▶ Given task A
Transcribe the Elasticsearch thread, everything from "Then restore the" down to "some of it.".

▶ Document text

I do not know quite how we ended up in this state, but the simplest fix would be to set the number_of_replicas on each of the affected indices to 0, wait for the cluster to report its health as GREEN and then set it back to 1 to rebuild those replicas again.

1 Like

I see, that makes perfectly sense.
Being very new in the elasticsearch world, could you explain me how to that? :wink:

Of course:

PUT /filebeat-6.5.1-2017.09.20/_settings
{"number_of_replicas":0}

(do the same for the other yellow indices, replacing filebeat-6.5.1-2017.09.20 with the index name). Your cluster should now report it's health as green, according to:

GET /_cluster/health

Then restore the replicas with this:

PUT /filebeat-6.5.1-2017.09.20/_settings
{"number_of_replicas":1}

(again, do the same thing for the other indices)

1 Like

Hi David

He, while I was learning and you were explaining, it has solved some of it.

▶ Extracted material
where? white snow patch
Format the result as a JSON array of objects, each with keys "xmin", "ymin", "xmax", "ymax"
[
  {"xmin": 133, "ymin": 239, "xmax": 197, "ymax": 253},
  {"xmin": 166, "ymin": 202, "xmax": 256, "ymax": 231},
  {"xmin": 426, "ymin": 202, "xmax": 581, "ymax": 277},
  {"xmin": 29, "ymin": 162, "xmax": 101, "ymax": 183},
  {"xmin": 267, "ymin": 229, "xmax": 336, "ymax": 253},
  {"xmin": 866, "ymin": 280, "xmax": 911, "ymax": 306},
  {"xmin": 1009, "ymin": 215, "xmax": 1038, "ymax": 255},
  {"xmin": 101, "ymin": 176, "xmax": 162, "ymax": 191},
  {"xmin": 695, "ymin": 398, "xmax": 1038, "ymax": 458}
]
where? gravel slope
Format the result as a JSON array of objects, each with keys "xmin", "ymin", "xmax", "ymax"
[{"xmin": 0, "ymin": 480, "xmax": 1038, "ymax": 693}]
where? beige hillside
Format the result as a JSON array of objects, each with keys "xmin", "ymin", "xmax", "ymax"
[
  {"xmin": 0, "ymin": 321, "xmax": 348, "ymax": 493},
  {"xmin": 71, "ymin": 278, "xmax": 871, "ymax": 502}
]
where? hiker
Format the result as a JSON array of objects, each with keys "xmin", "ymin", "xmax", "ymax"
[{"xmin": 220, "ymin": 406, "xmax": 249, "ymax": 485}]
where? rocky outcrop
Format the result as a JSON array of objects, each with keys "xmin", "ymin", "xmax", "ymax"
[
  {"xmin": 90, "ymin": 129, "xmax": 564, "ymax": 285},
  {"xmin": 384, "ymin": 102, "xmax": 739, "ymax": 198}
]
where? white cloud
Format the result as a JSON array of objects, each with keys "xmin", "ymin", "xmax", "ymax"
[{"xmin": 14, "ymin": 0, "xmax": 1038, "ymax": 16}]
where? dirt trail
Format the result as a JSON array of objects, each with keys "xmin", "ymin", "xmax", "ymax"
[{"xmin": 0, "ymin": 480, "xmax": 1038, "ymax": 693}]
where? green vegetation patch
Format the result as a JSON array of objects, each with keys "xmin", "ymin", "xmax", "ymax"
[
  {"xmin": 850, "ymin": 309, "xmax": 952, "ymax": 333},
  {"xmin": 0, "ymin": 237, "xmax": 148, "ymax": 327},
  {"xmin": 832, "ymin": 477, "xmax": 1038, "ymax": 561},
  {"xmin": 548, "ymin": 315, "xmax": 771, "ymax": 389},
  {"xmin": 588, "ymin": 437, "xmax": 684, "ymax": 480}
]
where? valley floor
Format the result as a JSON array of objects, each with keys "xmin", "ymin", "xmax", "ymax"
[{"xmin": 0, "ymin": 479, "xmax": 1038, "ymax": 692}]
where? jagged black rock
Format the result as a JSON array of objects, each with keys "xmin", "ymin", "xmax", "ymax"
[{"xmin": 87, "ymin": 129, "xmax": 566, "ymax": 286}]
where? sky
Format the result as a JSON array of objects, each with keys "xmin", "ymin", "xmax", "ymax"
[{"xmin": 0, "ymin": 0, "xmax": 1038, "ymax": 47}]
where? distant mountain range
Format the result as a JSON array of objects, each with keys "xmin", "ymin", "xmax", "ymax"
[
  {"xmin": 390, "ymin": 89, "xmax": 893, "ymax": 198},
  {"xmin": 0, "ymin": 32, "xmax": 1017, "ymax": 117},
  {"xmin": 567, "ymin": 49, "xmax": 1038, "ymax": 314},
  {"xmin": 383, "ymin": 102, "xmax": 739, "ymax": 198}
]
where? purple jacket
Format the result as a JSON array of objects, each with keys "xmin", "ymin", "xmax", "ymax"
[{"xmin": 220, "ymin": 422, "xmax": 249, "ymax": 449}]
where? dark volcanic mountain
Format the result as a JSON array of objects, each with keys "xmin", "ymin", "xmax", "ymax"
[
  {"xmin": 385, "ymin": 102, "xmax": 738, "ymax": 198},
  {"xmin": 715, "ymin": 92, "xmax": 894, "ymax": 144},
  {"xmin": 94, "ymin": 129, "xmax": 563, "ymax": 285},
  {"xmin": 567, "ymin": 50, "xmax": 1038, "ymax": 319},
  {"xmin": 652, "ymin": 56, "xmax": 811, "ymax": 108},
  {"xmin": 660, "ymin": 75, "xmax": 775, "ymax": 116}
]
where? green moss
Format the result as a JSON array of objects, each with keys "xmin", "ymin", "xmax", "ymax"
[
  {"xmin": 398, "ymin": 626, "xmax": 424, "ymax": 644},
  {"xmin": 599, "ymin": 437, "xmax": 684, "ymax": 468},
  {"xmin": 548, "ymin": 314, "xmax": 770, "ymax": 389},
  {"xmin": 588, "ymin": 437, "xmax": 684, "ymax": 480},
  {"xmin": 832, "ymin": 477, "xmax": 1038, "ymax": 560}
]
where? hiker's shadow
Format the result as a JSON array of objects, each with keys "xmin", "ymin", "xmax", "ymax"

▶ Given task B
Restate word for word everything in the listing from the line containing "where? purple jacket" down to the end of the listing, both ends included.

▶ Reply A
Then restore the replicas with this:

PUT /filebeat-6.5.1-2017.09.20/_settings
{"number_of_replicas":1}

(again, do the same thing for the other indices)

1 Like

Hi David

He, while I was learning and you were explaining, it has solved some of it.

▶ Reply B
where? purple jacket
Format the result as a JSON array of objects, each with keys "xmin", "ymin", "xmax", "ymax"
[{"xmin": 220, "ymin": 422, "xmax": 249, "ymax": 449}]
where? dark volcanic mountain
Format the result as a JSON array of objects, each with keys "xmin", "ymin", "xmax", "ymax"
[
  {"xmin": 385, "ymin": 102, "xmax": 738, "ymax": 198},
  {"xmin": 715, "ymin": 92, "xmax": 894, "ymax": 144},
  {"xmin": 94, "ymin": 129, "xmax": 563, "ymax": 285},
  {"xmin": 567, "ymin": 50, "xmax": 1038, "ymax": 319},
  {"xmin": 652, "ymin": 56, "xmax": 811, "ymax": 108},
  {"xmin": 660, "ymin": 75, "xmax": 775, "ymax": 116}
]
where? green moss
Format the result as a JSON array of objects, each with keys "xmin", "ymin", "xmax", "ymax"
[
  {"xmin": 398, "ymin": 626, "xmax": 424, "ymax": 644},
  {"xmin": 599, "ymin": 437, "xmax": 684, "ymax": 468},
  {"xmin": 548, "ymin": 314, "xmax": 770, "ymax": 389},
  {"xmin": 588, "ymin": 437, "xmax": 684, "ymax": 480},
  {"xmin": 832, "ymin": 477, "xmax": 1038, "ymax": 560}
]
where? hiker's shadow
Format the result as a JSON array of objects, each with keys "xmin", "ymin", "xmax", "ymax"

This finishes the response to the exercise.